Exact copy, pictures excluded: please retype every record below.

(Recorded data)
# # # #
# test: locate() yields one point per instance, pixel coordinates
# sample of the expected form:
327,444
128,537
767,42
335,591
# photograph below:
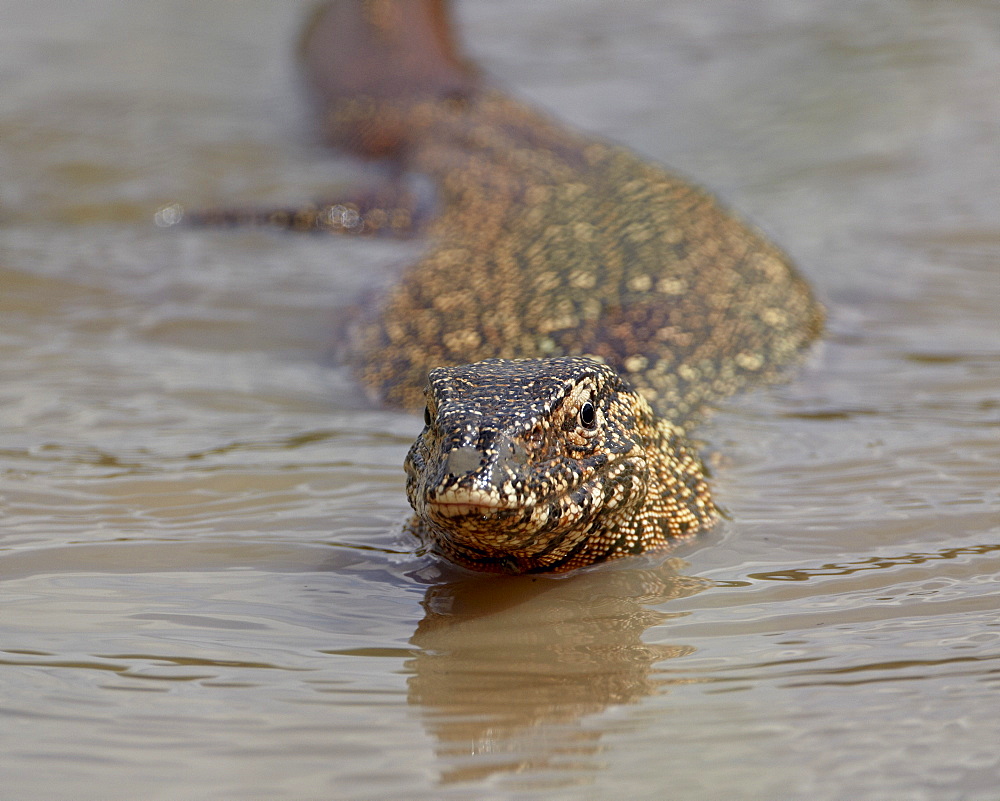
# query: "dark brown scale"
547,244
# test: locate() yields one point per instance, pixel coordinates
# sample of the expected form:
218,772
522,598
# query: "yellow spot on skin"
641,283
749,361
671,286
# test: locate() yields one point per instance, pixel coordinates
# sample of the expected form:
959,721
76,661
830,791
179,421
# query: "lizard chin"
473,529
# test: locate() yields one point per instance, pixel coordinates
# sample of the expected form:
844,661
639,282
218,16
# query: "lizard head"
547,465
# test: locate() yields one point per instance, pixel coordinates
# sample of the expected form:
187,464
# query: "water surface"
204,591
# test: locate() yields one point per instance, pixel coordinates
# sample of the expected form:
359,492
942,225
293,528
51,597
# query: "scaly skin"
547,243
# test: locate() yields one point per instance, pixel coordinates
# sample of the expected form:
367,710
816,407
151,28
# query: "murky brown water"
204,593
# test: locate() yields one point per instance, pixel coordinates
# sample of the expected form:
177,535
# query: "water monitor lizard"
550,245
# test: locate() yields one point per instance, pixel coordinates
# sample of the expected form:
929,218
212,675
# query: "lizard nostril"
464,460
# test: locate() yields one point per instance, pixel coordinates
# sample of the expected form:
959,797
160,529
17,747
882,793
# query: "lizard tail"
366,60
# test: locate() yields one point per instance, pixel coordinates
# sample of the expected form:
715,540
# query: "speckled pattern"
549,243
547,465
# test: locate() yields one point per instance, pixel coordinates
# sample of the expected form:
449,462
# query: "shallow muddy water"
204,591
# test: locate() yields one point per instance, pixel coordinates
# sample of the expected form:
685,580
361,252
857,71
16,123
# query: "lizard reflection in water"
635,296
# # # #
§ Result of this exercise
# test: locate() yields one point per instance, pixel coordinates
# sample of the expected form:
327,444
128,537
767,42
335,591
# photograph below:
# query: "dark brown scale"
547,244
# test: locate() yields one point per instance, pixel coordinates
# sample of the expected form:
218,772
522,598
# query: "yellow spot on skin"
641,283
749,361
671,286
# test: locate() yields one point per instance, pixel coordinates
# sample of the expected form:
959,721
76,661
830,791
179,421
# query: "lizard chin"
473,529
# test: locate() yields one point per instance, pixel coordinates
# sample of the expected form:
844,661
639,282
218,16
# query: "lizard head"
547,465
# test: locate() yields one point per instance, pixel coordinates
# sample of the expected form:
187,464
# query: "water surface"
204,591
# test: locate() yields one point per instance, pixel coordinates
# sample of the expected form:
359,492
942,225
293,528
51,597
# query: "scaly skin"
547,243
# test: locate() yields one point per instance, pixel coordinates
# sample of the expected form:
367,710
816,407
151,28
# query: "murky brown water"
204,593
# test: locate() yields one point per instance, pixel coordinates
# sample of the expected form:
177,535
# query: "water monitor lizard"
550,245
# test: locate() yields one point per instance, pixel coordinates
# sample of the expected form:
929,218
212,675
# query: "lizard nostril"
464,460
# test: locate() yields one point per instance, pixel coordinates
# sample of the expected form:
959,797
160,529
17,747
882,793
# query: "lizard tail"
366,60
# test: locate() yields one point per instance, pixel coordinates
# sample of the expected form:
715,540
# query: "speckled pattern"
549,243
547,465
# test: locate() yields one point per instance, pixel coordinates
# sample of the expected form:
449,462
# query: "shallow muddy water"
204,591
# test: locate() yields one point per instance, pixel coordinates
# sample of the expected form:
685,580
361,252
857,71
16,123
# query: "lizard reflection in water"
635,296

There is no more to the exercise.